> _The data_:
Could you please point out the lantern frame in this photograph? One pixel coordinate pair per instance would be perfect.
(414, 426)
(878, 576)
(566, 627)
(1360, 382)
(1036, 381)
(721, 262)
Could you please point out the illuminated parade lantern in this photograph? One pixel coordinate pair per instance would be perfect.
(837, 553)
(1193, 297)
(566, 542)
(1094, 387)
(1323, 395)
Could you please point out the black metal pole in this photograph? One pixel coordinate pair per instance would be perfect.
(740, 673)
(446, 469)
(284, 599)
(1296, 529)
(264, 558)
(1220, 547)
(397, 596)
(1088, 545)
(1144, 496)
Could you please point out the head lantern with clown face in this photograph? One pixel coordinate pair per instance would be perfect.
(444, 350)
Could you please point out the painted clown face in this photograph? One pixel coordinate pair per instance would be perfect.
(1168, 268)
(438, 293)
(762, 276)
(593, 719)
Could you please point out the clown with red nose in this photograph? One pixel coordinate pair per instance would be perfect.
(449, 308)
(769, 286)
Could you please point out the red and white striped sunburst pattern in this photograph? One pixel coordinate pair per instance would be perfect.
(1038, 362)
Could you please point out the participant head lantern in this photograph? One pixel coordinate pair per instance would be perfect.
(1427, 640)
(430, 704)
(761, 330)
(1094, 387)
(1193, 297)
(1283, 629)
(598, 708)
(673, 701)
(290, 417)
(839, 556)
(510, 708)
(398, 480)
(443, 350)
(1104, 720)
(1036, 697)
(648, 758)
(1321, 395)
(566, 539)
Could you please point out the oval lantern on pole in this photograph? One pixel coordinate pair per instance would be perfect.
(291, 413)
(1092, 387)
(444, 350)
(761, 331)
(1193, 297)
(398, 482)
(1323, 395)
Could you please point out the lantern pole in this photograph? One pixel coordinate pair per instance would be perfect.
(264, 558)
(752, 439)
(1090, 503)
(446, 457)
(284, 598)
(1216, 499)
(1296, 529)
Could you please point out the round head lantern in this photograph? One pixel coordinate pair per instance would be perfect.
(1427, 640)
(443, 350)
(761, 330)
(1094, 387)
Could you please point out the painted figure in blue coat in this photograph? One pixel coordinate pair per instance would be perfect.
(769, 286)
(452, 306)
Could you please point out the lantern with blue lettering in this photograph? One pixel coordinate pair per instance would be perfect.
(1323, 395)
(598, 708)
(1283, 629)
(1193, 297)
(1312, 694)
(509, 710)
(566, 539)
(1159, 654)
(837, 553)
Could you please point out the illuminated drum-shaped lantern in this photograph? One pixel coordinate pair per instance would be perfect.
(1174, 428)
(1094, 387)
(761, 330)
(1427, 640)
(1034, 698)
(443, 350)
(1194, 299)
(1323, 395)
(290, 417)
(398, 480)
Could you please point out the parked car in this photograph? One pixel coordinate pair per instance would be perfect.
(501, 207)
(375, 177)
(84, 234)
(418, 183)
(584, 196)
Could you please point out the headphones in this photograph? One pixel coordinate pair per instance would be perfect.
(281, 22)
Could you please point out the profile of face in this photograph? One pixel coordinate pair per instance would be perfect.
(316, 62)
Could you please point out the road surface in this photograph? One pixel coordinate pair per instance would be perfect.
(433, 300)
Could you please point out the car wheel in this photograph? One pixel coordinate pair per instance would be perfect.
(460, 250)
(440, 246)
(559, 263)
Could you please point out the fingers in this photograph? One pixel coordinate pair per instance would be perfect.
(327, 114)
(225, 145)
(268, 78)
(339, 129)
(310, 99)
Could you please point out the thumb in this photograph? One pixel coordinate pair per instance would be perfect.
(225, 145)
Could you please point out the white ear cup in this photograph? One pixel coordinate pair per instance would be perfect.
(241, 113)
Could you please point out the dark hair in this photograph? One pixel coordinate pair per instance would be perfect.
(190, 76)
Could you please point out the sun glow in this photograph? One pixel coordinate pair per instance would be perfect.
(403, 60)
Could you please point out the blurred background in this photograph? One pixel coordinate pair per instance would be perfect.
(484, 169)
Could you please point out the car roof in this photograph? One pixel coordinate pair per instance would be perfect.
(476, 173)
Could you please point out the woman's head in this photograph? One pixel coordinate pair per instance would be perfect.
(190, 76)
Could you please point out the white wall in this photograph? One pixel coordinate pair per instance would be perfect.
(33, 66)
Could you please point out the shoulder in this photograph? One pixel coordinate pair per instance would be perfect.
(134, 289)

> _What is needed_:
Word for word, write out the entire listing once more.

> _Your response_:
Could you please point out the lantern frame in this photograph? One pixel coordinate pair per instance would be perfect.
(414, 426)
(878, 576)
(566, 627)
(1360, 382)
(1036, 381)
(721, 262)
Could you please point out the illuminated parade lantern in this photograph? One pixel coordinate pair per instance would be perfect.
(837, 553)
(1193, 297)
(566, 542)
(1094, 387)
(1323, 395)
Could you please point out the black metal pole in this photograph? One pixel coordinate pair per instance would be perfect.
(740, 673)
(446, 469)
(284, 599)
(1296, 529)
(264, 558)
(1220, 547)
(397, 596)
(1088, 545)
(1144, 496)
Could you please point out the head lantern with clown face in this photograph? One pixel coordinate pair per instance would be perfect.
(444, 350)
Could you please point out the painted clown face in this photograph? One pixel coordinate pair per instance would be perfect.
(1168, 268)
(438, 293)
(762, 276)
(593, 719)
Could you please point out the clown with red nose in this photograph? One pixel coordinate pair per instance would be perfect.
(449, 308)
(769, 286)
Could you please point out the red and white striped sunburst pattern in this photograph? One pixel coordinate pair per instance would be perfect.
(1038, 362)
Could you please point out the participant head lantern in this photograph? One pixel coordinate pair per instance would be perfect.
(1427, 640)
(430, 704)
(761, 330)
(1094, 387)
(1193, 297)
(1283, 629)
(598, 708)
(673, 701)
(290, 417)
(839, 556)
(510, 708)
(398, 480)
(443, 350)
(1104, 720)
(1036, 697)
(648, 758)
(1321, 395)
(566, 539)
Could you please point out the oval lantern on pole in this photograph? One pixel coordinate pair per instance would be perfect.
(291, 413)
(1092, 387)
(444, 350)
(761, 331)
(1193, 297)
(398, 482)
(1323, 395)
Could you please point out the lantern pole in this photograph? One pixel coordinate pair per instance would be perfect.
(264, 558)
(752, 439)
(1090, 503)
(446, 457)
(284, 598)
(1216, 499)
(1296, 529)
Could you please point out the round head lantern in this photograph? One pixel coordinate pair per instance would be perfect.
(1427, 640)
(443, 350)
(761, 330)
(1094, 387)
Could you please point out the painted figure in blue coat in this photograph? One pixel coordinate pair per instance would be perfect.
(769, 286)
(452, 306)
Could you please point out the lantern with blue lettering in this photograph? One pixel coordinate pair per instance would be perfect.
(1323, 395)
(598, 708)
(1283, 629)
(1193, 297)
(1312, 694)
(509, 710)
(566, 539)
(1159, 654)
(837, 553)
Could you please point out the illuminated drum-shaped lantern in this photograph? One pixel coordinate pair per instance would be perfect.
(1174, 428)
(1094, 387)
(761, 330)
(1427, 640)
(1034, 698)
(443, 350)
(1194, 299)
(1323, 395)
(290, 417)
(398, 480)
Could you please point out the parked car in this photograph? One pixel coordinate pair per instance would be perfect.
(501, 207)
(375, 177)
(84, 234)
(418, 183)
(584, 196)
Could you please point out the headphones in this photograph? One pixel coordinate pair per instance would be perfect.
(281, 22)
Could you please point out the profile of face in this photograph? One pixel coordinate pair per instance would be perfect.
(316, 62)
Could you please point out the road surface in this photograph? One pixel coordinate pair per instance would be perfect.
(433, 300)
Could you please point out the car wheel in this photograph? One pixel coordinate pair per instance would be perfect.
(460, 250)
(440, 246)
(559, 263)
Could you please point out the fingers in this photograph? One pixel coordinate pair per instance would be perfect.
(327, 114)
(225, 145)
(268, 78)
(339, 129)
(310, 99)
Could you please point out the thumb in this photograph? One pixel coordinate pair per instance would be perfect.
(225, 145)
Could you please point out the white ear cup in this photograph? One pixel coordinate pair per instance would be perfect.
(241, 113)
Could you please point out the dark hair in this photograph? One pixel coordinate pair per instance would be perfect.
(190, 76)
Could you please point out the sun glow in this photograph? One pixel coordinate pair per instance would be perfect.
(403, 60)
Could you please point out the blurred background in this photograph? One pixel coordinate pair per instance would be perfect.
(484, 169)
Could you please point out the car roof in this photograph? One pixel coordinate pair per instance would be perfect.
(476, 173)
Could you please point out the woman's head in this photograph? One pixel coordinate pair per instance would be perfect.
(190, 76)
Could you please point out the white wall in this photograph? One pixel coordinate pair per instance would be perfect.
(33, 66)
Could you please point out the shoulder in this photograph? One pixel coordinate pair per instance would be perfect.
(134, 289)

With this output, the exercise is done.